Segmentation mask data:
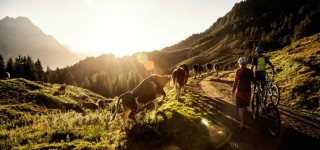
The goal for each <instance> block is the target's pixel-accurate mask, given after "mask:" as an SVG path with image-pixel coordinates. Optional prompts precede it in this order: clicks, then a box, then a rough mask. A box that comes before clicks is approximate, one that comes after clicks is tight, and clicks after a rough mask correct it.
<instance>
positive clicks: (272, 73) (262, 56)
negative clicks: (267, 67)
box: [251, 46, 275, 96]
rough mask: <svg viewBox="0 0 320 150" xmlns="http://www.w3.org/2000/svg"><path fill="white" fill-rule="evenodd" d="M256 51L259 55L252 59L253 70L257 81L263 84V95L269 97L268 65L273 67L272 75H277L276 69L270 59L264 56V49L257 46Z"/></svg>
mask: <svg viewBox="0 0 320 150" xmlns="http://www.w3.org/2000/svg"><path fill="white" fill-rule="evenodd" d="M255 51H256V52H257V55H256V56H255V57H253V59H252V62H251V70H254V76H255V79H256V80H257V81H259V82H260V83H261V84H262V93H263V94H264V95H265V96H267V95H266V94H265V82H266V64H268V65H269V66H270V67H271V69H272V74H274V73H275V71H274V67H273V64H272V63H271V62H270V60H269V58H268V57H267V56H265V55H263V49H262V47H261V46H257V47H256V49H255Z"/></svg>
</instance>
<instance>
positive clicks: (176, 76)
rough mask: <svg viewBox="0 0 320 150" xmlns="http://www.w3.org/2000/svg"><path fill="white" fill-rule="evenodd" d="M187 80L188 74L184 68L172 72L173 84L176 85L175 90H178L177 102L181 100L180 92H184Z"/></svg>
mask: <svg viewBox="0 0 320 150" xmlns="http://www.w3.org/2000/svg"><path fill="white" fill-rule="evenodd" d="M186 79H187V73H186V71H185V70H184V69H183V68H181V67H178V68H176V69H174V70H173V72H172V81H173V84H174V88H175V90H176V99H177V100H180V92H181V90H182V92H181V93H183V92H184V89H185V84H186Z"/></svg>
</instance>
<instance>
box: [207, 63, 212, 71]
mask: <svg viewBox="0 0 320 150" xmlns="http://www.w3.org/2000/svg"><path fill="white" fill-rule="evenodd" d="M212 69H213V65H212V64H211V63H207V64H206V70H207V73H211V71H212Z"/></svg>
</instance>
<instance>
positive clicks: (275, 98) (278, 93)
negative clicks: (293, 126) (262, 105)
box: [268, 85, 280, 106]
mask: <svg viewBox="0 0 320 150" xmlns="http://www.w3.org/2000/svg"><path fill="white" fill-rule="evenodd" d="M268 96H269V99H270V101H271V103H273V104H274V105H276V106H277V105H278V103H279V100H280V89H279V87H278V86H277V85H272V87H271V89H270V93H268Z"/></svg>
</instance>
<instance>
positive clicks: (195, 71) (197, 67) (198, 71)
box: [192, 64, 199, 79]
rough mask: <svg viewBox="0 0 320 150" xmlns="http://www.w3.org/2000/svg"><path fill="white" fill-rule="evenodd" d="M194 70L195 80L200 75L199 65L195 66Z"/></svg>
mask: <svg viewBox="0 0 320 150" xmlns="http://www.w3.org/2000/svg"><path fill="white" fill-rule="evenodd" d="M192 69H193V78H194V79H195V78H197V74H198V73H199V65H197V64H195V65H193V66H192Z"/></svg>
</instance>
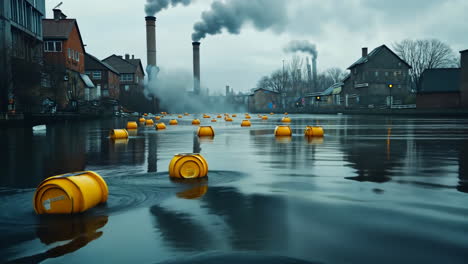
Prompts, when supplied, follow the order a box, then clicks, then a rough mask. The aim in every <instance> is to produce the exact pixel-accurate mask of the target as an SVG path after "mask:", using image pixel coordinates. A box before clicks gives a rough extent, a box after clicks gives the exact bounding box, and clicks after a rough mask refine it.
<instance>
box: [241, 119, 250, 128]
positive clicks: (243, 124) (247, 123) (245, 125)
mask: <svg viewBox="0 0 468 264" xmlns="http://www.w3.org/2000/svg"><path fill="white" fill-rule="evenodd" d="M251 125H252V124H251V123H250V121H249V120H242V123H241V127H249V126H251Z"/></svg>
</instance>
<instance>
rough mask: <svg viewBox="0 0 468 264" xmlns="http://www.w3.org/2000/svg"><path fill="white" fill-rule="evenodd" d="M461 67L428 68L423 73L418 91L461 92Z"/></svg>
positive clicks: (425, 92) (441, 92) (436, 91)
mask: <svg viewBox="0 0 468 264" xmlns="http://www.w3.org/2000/svg"><path fill="white" fill-rule="evenodd" d="M460 78H461V69H460V68H448V69H428V70H425V71H424V72H423V73H422V75H421V88H420V89H419V91H418V93H453V92H460Z"/></svg>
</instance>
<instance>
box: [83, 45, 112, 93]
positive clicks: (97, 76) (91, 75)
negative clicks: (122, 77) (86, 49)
mask: <svg viewBox="0 0 468 264" xmlns="http://www.w3.org/2000/svg"><path fill="white" fill-rule="evenodd" d="M85 71H86V75H88V77H89V78H90V79H91V80H92V81H93V83H94V85H95V86H96V89H95V90H94V92H92V93H85V98H89V99H90V100H98V99H100V98H108V99H112V100H119V94H120V73H119V72H118V71H117V70H116V69H114V68H113V67H112V66H110V65H109V64H107V63H105V62H102V61H101V60H99V59H98V58H96V57H94V56H93V55H91V54H89V53H86V54H85Z"/></svg>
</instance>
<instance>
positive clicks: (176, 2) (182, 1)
mask: <svg viewBox="0 0 468 264" xmlns="http://www.w3.org/2000/svg"><path fill="white" fill-rule="evenodd" d="M191 2H192V0H146V4H145V12H146V15H147V16H154V15H155V14H156V13H158V12H159V11H161V10H163V9H166V8H168V7H169V5H171V6H176V5H178V4H182V5H184V6H188V5H189V4H190V3H191Z"/></svg>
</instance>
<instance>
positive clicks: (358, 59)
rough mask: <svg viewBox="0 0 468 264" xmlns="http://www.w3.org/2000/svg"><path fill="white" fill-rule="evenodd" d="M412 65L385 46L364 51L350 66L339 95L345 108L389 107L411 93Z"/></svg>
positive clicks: (402, 100) (401, 99)
mask: <svg viewBox="0 0 468 264" xmlns="http://www.w3.org/2000/svg"><path fill="white" fill-rule="evenodd" d="M410 68H411V66H410V65H409V64H408V63H407V62H406V61H404V60H403V59H402V58H400V57H399V56H398V55H397V54H395V53H394V52H393V51H392V50H391V49H390V48H388V47H387V46H386V45H382V46H379V47H377V48H375V49H374V50H372V51H371V52H370V53H368V52H367V48H362V56H361V58H359V59H358V60H357V61H356V62H354V63H353V64H352V65H351V66H349V67H348V70H350V75H349V78H347V79H346V81H345V82H344V85H343V89H342V94H341V96H342V97H343V98H344V105H345V106H346V107H353V106H354V107H370V108H373V107H391V106H392V105H395V104H403V103H404V101H405V99H406V98H407V97H408V96H409V95H410V94H411V90H410V77H409V69H410Z"/></svg>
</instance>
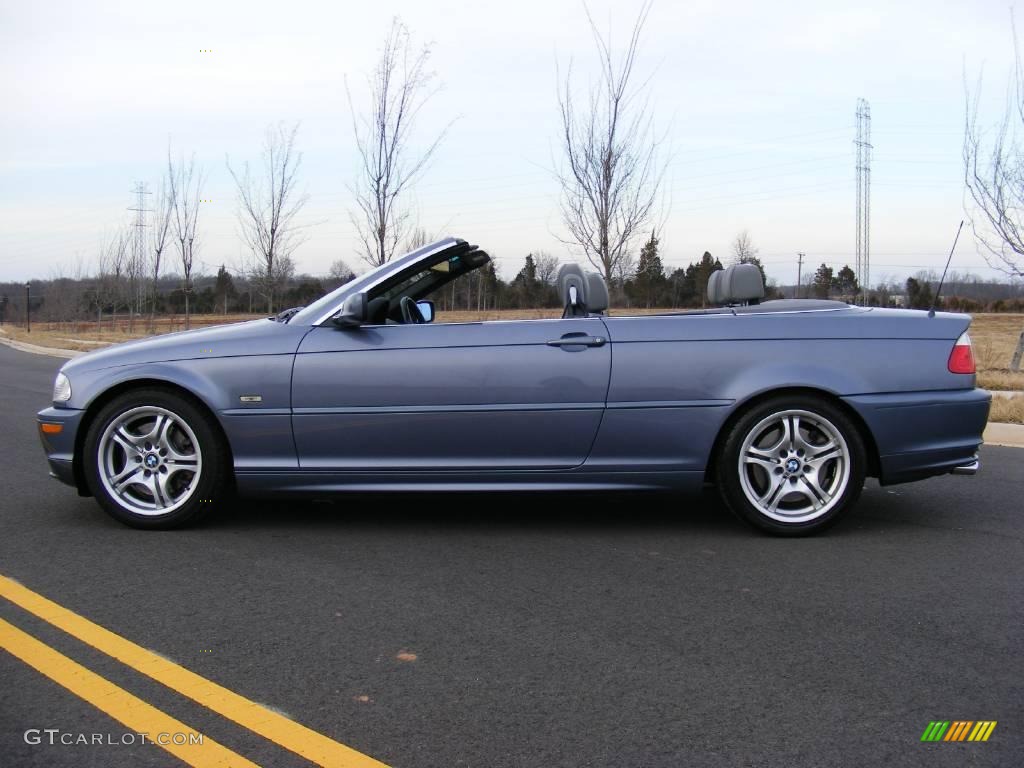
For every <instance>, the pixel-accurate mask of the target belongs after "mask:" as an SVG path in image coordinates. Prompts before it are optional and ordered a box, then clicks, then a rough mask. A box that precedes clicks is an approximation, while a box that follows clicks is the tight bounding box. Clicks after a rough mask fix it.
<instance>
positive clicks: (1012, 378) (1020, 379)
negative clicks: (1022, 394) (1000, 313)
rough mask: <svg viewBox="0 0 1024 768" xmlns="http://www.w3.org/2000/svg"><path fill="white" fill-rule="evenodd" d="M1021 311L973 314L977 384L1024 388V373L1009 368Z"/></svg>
mask: <svg viewBox="0 0 1024 768" xmlns="http://www.w3.org/2000/svg"><path fill="white" fill-rule="evenodd" d="M1021 331H1024V314H976V315H974V322H973V323H972V324H971V340H972V341H973V342H974V357H975V360H976V361H977V364H978V386H981V387H984V388H985V389H1024V372H1020V373H1014V372H1013V371H1011V370H1010V360H1011V359H1013V356H1014V349H1016V348H1017V340H1018V339H1019V338H1020V335H1021Z"/></svg>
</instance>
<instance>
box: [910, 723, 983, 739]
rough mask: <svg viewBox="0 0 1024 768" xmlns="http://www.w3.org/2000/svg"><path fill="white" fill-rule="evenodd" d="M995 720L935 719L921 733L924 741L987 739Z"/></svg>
mask: <svg viewBox="0 0 1024 768" xmlns="http://www.w3.org/2000/svg"><path fill="white" fill-rule="evenodd" d="M995 723H996V721H995V720H953V721H952V722H950V721H948V720H933V721H932V722H931V723H929V724H928V727H927V728H925V732H924V733H922V734H921V740H922V741H987V740H988V737H989V736H991V735H992V731H993V730H995Z"/></svg>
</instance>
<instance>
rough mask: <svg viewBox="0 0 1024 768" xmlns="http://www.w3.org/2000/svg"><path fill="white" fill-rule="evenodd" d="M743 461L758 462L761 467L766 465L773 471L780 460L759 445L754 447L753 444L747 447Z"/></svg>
mask: <svg viewBox="0 0 1024 768" xmlns="http://www.w3.org/2000/svg"><path fill="white" fill-rule="evenodd" d="M743 461H745V462H746V463H748V464H756V465H757V466H759V467H764V468H765V469H766V470H768V471H769V472H771V471H773V470H774V469H775V468H776V467H778V460H777V459H776V458H775V457H774V456H772V455H771V454H770V453H768V452H767V451H764V450H762V449H759V447H754V446H753V445H752V446H751V447H749V449H746V453H745V454H744V456H743Z"/></svg>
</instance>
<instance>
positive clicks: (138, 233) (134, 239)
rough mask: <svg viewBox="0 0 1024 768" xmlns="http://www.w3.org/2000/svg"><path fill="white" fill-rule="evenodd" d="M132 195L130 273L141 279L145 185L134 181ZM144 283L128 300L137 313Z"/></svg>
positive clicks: (143, 230)
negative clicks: (131, 245) (132, 220)
mask: <svg viewBox="0 0 1024 768" xmlns="http://www.w3.org/2000/svg"><path fill="white" fill-rule="evenodd" d="M131 191H132V195H134V196H135V207H134V208H129V209H128V210H129V211H134V212H135V223H134V225H133V226H132V229H133V231H132V234H133V237H132V264H133V267H132V273H133V274H136V275H137V276H139V278H141V275H142V272H143V271H144V269H145V264H146V261H147V259H146V249H145V227H146V223H145V214H146V212H147V211H148V209H147V208H146V207H145V199H144V196H146V195H148V194H150V191H148V189H146V188H145V183H143V182H142V181H136V182H135V186H134V188H133V189H132V190H131ZM144 285H145V281H143V280H139V281H138V285H137V286H135V290H136V291H137V292H138V295H137V296H130V297H129V298H128V300H129V301H130V302H133V304H132V305H133V306H134V302H137V304H138V307H139V311H141V309H142V299H143V297H144V293H143V292H144V289H143V286H144Z"/></svg>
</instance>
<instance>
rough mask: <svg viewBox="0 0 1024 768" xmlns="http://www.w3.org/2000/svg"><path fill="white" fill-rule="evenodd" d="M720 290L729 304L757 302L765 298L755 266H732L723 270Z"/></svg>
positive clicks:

## [The task]
Please output only the lines from the one holding "negative clicks: (131, 245) (132, 220)" to the end of the records, first and last included, exactly as they appear.

## [Exercise answer]
negative clicks: (131, 245) (132, 220)
mask: <svg viewBox="0 0 1024 768" xmlns="http://www.w3.org/2000/svg"><path fill="white" fill-rule="evenodd" d="M131 191H132V195H134V196H135V207H134V208H129V209H128V210H129V211H134V212H135V223H134V225H133V226H132V229H133V231H132V234H133V237H132V264H133V267H132V273H133V274H136V275H137V276H139V278H141V275H142V272H143V271H144V269H145V264H146V261H147V259H146V249H145V227H146V223H145V214H146V212H147V211H148V209H147V208H146V207H145V199H144V196H146V195H148V194H150V191H148V189H146V188H145V183H143V182H142V181H136V182H135V186H134V188H133V189H132V190H131ZM144 285H145V281H143V280H139V281H138V285H137V286H135V290H136V291H137V292H138V295H137V296H130V297H129V298H128V300H129V301H130V302H133V304H132V305H133V306H134V302H137V304H138V307H139V311H141V309H142V299H143V297H144V293H143V292H144V289H143V286H144Z"/></svg>
</instance>
<instance>
rough mask: <svg viewBox="0 0 1024 768" xmlns="http://www.w3.org/2000/svg"><path fill="white" fill-rule="evenodd" d="M720 290L729 304L757 302L765 298L755 266H732L723 270Z"/></svg>
positive clicks:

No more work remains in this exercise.